=== TO BE DONE ===
Render everything from the line containing "Field-scouting task: mark every instance of the arched" down to the line containing "point(364, 476)", both included, as a Markdown table with the columns Row and Line, one line per row with its number, skipping any blank lines.
━━ SUPPLIED DATA ━━
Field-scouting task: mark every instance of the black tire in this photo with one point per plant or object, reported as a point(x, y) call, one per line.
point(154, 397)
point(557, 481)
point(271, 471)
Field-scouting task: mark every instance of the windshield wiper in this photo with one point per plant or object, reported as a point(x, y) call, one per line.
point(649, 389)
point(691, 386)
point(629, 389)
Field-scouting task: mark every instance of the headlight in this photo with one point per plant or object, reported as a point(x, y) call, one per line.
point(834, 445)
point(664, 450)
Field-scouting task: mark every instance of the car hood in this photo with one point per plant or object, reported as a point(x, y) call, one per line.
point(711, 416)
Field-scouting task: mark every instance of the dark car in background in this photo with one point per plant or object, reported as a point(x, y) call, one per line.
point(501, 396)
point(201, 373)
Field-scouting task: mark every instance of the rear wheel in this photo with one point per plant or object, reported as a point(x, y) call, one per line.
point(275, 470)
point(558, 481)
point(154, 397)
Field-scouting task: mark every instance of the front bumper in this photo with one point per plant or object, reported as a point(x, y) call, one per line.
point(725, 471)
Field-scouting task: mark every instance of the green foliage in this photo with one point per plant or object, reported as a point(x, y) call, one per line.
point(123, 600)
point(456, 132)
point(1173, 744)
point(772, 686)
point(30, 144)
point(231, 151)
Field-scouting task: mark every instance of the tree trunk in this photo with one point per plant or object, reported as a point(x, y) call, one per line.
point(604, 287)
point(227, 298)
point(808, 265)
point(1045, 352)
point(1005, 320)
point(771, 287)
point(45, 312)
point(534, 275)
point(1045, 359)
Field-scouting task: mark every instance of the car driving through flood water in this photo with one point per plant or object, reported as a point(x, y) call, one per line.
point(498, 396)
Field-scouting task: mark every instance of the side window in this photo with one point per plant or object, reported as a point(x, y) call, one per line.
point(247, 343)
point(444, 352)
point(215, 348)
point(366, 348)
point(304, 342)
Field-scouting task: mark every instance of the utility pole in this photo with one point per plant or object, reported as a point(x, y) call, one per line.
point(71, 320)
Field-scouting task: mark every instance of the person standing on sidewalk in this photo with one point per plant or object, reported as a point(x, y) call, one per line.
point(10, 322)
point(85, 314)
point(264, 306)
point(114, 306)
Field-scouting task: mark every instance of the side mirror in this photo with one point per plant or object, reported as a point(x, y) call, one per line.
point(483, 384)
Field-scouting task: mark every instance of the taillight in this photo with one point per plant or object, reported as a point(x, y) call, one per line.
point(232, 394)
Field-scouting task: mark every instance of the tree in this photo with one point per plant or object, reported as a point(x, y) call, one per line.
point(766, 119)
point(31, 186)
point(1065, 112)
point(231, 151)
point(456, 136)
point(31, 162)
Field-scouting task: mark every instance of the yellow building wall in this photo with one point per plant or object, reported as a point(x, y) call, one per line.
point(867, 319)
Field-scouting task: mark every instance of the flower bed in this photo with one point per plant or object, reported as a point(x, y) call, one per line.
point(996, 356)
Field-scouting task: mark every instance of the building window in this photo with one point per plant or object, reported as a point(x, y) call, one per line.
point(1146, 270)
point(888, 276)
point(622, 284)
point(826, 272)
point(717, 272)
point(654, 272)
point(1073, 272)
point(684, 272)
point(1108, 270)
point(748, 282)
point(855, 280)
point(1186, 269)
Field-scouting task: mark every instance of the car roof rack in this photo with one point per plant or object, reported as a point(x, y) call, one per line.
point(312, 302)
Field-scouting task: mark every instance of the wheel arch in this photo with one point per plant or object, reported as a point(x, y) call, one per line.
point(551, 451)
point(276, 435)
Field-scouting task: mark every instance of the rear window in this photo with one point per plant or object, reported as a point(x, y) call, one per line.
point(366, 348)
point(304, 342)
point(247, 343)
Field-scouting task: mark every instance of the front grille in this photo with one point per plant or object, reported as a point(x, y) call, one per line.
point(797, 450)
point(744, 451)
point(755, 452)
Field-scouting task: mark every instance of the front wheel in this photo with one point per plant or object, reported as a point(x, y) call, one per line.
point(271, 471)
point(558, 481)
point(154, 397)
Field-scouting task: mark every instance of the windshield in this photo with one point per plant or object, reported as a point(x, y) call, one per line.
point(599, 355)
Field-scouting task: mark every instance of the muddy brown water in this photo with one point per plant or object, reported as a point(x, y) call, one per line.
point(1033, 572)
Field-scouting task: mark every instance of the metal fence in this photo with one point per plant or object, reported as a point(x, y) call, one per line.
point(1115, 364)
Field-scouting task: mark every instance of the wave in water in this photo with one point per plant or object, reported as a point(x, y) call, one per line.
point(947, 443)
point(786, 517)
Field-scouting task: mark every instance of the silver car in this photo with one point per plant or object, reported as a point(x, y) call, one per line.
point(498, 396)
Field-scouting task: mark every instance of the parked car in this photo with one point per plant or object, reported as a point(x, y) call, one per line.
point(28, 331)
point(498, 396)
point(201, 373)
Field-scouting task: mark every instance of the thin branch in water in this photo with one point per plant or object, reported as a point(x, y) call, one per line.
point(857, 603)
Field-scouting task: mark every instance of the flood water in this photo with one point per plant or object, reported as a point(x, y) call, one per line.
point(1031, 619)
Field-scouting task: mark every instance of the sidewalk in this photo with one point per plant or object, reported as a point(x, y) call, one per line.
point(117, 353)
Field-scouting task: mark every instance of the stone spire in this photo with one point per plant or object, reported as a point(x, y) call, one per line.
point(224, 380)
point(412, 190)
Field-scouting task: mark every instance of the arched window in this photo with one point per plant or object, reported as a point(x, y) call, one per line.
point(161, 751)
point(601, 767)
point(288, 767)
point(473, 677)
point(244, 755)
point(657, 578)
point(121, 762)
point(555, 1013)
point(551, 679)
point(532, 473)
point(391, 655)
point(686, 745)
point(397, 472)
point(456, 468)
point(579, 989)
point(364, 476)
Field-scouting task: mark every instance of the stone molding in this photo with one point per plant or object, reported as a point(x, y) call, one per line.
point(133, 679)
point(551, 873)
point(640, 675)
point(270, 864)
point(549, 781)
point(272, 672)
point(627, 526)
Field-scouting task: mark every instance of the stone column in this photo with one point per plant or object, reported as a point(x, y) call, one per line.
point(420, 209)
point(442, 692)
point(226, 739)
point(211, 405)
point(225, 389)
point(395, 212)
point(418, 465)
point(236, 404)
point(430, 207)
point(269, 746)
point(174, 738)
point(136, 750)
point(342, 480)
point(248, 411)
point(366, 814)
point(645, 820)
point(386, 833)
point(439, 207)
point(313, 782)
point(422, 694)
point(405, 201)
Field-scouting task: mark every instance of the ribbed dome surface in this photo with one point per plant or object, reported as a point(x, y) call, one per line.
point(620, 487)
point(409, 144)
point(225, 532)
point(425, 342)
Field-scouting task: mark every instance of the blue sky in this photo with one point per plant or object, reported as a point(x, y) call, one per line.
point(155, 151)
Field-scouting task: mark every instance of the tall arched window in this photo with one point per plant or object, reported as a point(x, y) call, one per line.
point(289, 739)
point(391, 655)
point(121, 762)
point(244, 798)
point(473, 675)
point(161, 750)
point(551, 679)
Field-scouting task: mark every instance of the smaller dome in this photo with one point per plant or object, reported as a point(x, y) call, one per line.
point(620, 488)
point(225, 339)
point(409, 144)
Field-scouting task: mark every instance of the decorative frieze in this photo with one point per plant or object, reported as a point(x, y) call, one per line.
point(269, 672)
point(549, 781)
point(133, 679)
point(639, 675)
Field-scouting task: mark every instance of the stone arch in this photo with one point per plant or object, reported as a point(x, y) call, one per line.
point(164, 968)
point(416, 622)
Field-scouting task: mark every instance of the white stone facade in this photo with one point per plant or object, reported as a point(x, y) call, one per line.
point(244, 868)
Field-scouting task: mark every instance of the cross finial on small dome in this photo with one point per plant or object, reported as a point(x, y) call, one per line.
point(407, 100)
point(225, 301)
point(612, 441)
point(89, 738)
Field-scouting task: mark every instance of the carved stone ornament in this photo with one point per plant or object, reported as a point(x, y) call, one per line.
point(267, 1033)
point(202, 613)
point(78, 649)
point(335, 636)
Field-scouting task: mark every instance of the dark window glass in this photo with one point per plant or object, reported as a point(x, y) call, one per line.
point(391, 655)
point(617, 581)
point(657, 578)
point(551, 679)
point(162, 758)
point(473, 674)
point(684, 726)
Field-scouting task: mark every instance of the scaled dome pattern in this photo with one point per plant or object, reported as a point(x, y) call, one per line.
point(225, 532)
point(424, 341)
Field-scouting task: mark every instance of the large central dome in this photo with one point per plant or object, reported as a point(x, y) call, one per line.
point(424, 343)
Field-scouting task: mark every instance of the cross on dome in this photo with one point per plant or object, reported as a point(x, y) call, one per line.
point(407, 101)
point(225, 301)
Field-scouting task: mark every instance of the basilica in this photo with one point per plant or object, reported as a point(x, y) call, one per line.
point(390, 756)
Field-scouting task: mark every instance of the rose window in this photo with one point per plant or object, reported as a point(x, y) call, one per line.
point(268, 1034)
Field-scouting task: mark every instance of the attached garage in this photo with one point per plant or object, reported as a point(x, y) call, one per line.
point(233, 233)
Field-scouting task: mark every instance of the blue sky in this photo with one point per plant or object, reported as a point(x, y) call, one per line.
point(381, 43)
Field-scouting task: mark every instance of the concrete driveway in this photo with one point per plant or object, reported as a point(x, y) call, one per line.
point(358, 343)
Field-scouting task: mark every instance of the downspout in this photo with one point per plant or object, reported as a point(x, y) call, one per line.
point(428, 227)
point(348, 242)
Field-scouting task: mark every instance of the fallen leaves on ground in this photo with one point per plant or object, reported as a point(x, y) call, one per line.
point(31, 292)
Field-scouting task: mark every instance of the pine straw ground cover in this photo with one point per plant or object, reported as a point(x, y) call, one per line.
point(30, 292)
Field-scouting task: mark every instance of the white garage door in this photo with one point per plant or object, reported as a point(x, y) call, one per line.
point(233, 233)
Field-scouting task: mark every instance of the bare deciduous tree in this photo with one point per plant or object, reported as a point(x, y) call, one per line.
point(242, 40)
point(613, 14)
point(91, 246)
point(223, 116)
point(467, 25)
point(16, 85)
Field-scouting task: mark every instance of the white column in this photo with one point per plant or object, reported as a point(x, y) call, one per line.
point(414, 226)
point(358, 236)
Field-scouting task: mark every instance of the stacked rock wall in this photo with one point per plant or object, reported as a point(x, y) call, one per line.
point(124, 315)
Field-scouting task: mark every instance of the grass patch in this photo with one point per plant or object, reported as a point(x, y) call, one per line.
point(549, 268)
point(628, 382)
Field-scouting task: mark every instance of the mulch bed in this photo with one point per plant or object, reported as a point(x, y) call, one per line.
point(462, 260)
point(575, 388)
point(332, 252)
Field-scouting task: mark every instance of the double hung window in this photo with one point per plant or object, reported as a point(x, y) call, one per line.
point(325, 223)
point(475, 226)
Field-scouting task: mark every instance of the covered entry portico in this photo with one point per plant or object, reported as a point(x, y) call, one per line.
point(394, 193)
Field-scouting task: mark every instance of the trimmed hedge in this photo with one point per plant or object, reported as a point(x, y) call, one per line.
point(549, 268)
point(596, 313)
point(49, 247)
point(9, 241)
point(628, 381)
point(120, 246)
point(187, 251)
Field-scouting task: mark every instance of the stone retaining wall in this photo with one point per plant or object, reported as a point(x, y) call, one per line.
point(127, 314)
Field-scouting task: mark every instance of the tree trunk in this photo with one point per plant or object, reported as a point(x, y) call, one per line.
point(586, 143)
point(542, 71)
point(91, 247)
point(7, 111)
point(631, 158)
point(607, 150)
━━━
=== SOLUTION FOR THIS TASK ===
| Row | Line |
|---|---|
| 1 | Field-scouting task: mark every instance of the arched window in this photo with one point per plant or object, reported as a point(x, y) call, one per line. |
| 2 | point(161, 751) |
| 3 | point(601, 767) |
| 4 | point(288, 767) |
| 5 | point(473, 677) |
| 6 | point(244, 755) |
| 7 | point(657, 578) |
| 8 | point(121, 762) |
| 9 | point(555, 1013) |
| 10 | point(551, 679) |
| 11 | point(532, 473) |
| 12 | point(391, 655) |
| 13 | point(686, 745) |
| 14 | point(397, 472) |
| 15 | point(456, 468) |
| 16 | point(579, 989) |
| 17 | point(364, 476) |